Return the listing below verbatim, from its first line through the line containing "[[107, 137, 300, 200]]", including both of those lines.
────────────────────────────────────────
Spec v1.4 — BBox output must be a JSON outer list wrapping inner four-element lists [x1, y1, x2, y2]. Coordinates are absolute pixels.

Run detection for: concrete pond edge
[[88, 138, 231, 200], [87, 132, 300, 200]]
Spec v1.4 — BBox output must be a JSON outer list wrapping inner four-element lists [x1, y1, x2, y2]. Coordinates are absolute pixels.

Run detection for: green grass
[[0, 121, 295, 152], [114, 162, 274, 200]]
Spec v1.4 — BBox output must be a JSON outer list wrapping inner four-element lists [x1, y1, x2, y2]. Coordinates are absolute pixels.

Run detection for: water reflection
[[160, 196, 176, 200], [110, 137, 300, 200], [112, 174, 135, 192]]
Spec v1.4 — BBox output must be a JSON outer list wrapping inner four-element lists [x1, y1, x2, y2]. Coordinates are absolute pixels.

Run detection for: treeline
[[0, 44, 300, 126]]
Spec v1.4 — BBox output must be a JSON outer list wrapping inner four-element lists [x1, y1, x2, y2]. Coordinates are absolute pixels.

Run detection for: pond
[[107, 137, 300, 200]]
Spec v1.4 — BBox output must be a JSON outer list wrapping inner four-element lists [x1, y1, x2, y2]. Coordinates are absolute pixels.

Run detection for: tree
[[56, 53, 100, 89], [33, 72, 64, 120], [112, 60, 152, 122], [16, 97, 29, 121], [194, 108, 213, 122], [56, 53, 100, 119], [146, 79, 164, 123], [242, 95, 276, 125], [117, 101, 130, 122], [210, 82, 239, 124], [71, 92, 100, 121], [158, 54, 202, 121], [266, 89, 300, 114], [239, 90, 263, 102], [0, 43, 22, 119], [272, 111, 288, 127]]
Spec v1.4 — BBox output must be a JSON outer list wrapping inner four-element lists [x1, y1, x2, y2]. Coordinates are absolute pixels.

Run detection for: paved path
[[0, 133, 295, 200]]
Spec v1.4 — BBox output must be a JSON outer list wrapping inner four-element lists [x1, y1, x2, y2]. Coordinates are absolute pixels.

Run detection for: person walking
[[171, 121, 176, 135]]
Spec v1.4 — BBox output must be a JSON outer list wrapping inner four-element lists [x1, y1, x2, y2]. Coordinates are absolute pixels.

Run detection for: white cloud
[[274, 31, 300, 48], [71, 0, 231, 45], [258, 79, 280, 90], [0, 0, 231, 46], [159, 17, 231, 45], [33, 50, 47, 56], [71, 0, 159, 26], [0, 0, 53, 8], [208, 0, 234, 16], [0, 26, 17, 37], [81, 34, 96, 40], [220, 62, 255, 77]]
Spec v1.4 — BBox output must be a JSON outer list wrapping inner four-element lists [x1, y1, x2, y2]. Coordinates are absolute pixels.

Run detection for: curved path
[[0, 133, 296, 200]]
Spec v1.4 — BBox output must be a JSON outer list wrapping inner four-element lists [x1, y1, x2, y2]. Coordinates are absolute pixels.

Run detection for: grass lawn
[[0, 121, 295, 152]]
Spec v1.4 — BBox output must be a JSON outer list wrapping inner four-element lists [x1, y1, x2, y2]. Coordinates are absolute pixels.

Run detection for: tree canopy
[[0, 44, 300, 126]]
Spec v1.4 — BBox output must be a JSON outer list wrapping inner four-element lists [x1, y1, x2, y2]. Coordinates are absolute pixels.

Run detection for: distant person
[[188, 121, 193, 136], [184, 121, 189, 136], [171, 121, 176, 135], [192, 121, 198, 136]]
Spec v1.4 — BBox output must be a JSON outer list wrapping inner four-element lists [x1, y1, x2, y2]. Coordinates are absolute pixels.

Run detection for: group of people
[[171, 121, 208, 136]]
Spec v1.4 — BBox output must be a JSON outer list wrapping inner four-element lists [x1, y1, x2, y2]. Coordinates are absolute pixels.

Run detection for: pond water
────────────────────────────────────────
Reply
Spec v1.4 — BBox output must be a JSON outer list wrapping inner four-element lists [x1, y1, x2, y2]. Coordinates are absolute pixels.

Run detection for: concrete pond edge
[[88, 138, 231, 200], [87, 132, 300, 200]]
Spec v1.4 — BBox output must be a JSON outer list wrapping inner four-element lists [x1, y1, x2, y2]. Coordinates are absolute pixels.

Run detection for: green grass
[[0, 121, 295, 152], [114, 162, 274, 200]]
Spec v1.4 — BBox output must be a JSON outer list wrapping inner four-element lists [x1, y1, x2, y2]. Coordinates are absolute pixels.

Run detection for: water reflection
[[160, 196, 176, 200], [110, 137, 300, 200], [112, 174, 135, 192]]
Spec v1.4 — BBox output must be a JSON outer list wrapping inner four-element lists [x1, y1, x2, y2]. Coordinates are absolute pixels.

Run detection for: treeline
[[0, 44, 300, 126]]
Spec v1.4 — BBox output must be a JSON outer list wrapping inner four-element lists [x1, y1, x2, y2]. Coordinates are absolute pixels.

Run detection for: pond
[[107, 137, 300, 200]]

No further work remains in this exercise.